TEXT SHOWN:
____________________
Saturday, September 13, 2014

Farm Bulletin: The Charms of Allis Chalmers

The right piece of farm equipment can make a huge difference in the workload on a farm. Modern farm equipment is expensive to buy and operate and is often too large to nimbly negotiate the tighter confines of small farms, whereas older equipment was designed for just that sort of use. Contibutor Anthony Boutard of Ayers Creek Farm brings an old but still useful piece of small farm history back to life.

Michael Abelman and his son Aaron stopped by Ayers Creek for a few days in late July 2004 as part of his Fields of Plenty project. Rereading the profile a decade later, it is striking how much things have changed, though fundamentally we are the same farm. The profile celebrated the summer here, but we already had one winter market season under our belt. That spring we learned that the combination of spring break, Easter and Passover can kill a market. Lowest gross we have ever had; when vendors leave their cash box unattended there is not much to say for the day. Also learned that we should grow horseradish. Somehow, black radish does not have the same allure as a bitter herb for the seder, much as we tried to laud its many virtues. Our first planting of Roy's Calais flint corn was in the ground, and we were planning our orchard and vineyard.

Combining chickpeas.

After leaving Gaston, Michael visited Jennifer Greene's Windborne Farm in Scott Valley. There he fell in love with her old Allis Chalmers All Crop. It is a small combine pulled by a farm tractor. A combine gets its name because it combines the formerly separate tasks of cutting, threshing and winnowing seed crops, including legumes and grains.

Closeup harvesting chickpeas.

A couple months later he located a pair for sale in Canby, one apparently almost running and a decrepit example for parts. We went to see them with him, and it was clear the rose's bloom was withering as he paced around the two dusty, rusty hunks of machinery with their frayed belts, broken reel bats and rotting tires. We shared his reservations, even as he clung to the memory of Jennifer's machine and all it could do. The challenge of transporting the machines to Foxglove Farm on Salt Spring Island and repairing them dislodged the yearning.

The straw rack.

Apparently, the pathos of the bedraggled machines and their potential gnawed at us. Not sure what exactly happened to dislodge us from our rational frame of mind, but we purchased them. The machine is boxy with most of its drives on the outside. Like Han Solo's Millennium Falcon, it is meant to be repaired on the fly with materials at hand. Not sleek or elegant, just enough of it to carry out the task well. Perhaps the idea opening up the list of crops we grow had some influence.

Corroded cleaning shoe.

Other farmers with big machines speak admiringly of the All Crop, with its mixture of flexibility, simplicity and economy. Encouraging the endeavor, not emulating it, mind you. They take their old combines to the Banks demolition derby, not the shop. They are quite comfortable in their modern air-conditioned cabs with stereo and computer controls. In less than an hour, they can harvest more grain than the All Crop can in a day. However, their machines take a full day to clean between crops, and the All Crop is clean and greased in less than an hour.

Bullet holes a point of pride.
____________________
PROVIDED MATERIAL:
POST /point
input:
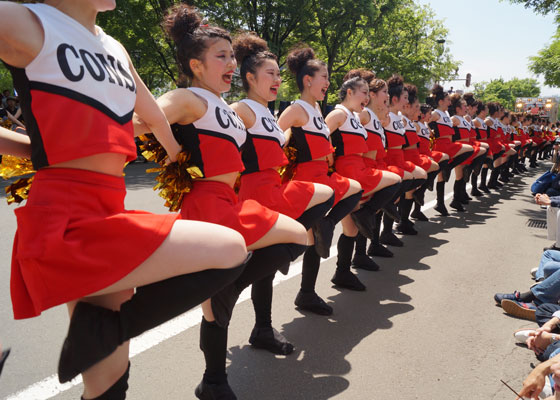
____________________
TASK REQUIREMENTS:
Translate this sentence from the farm bulletin into Spanish: "A combine gets its name because it combines the formerly separate tasks of cutting, threshing and winnowing seed crops, including legumes and grains."

EXPECTED ANSWER:
Una cosechadora combinada recibe su nombre porque combina las tareas antes separadas de cortar, trillar y aventar los cultivos de semillas, incluidas las legumbres y los granos.